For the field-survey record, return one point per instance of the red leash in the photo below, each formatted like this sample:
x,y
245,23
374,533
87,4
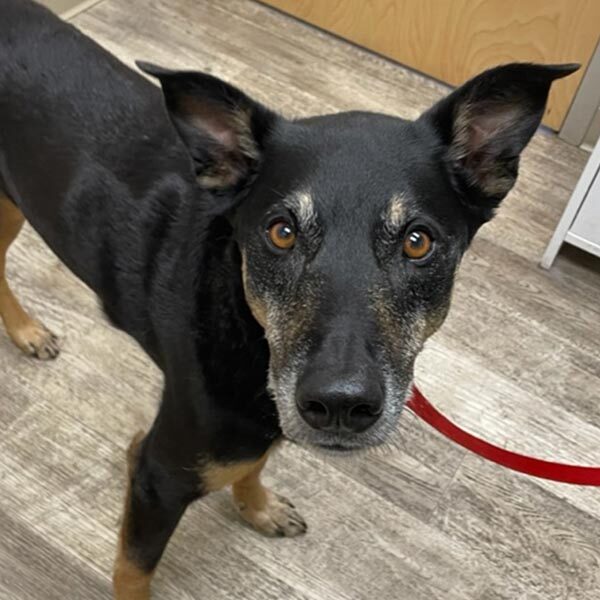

# [Work instruction]
Set down each record above exactly as it stands and leave out all pictures.

# [Result of the task]
For the field-survey record, return one point per instance of the red leash in the photo below, each formatted like this sample:
x,y
245,23
374,533
87,4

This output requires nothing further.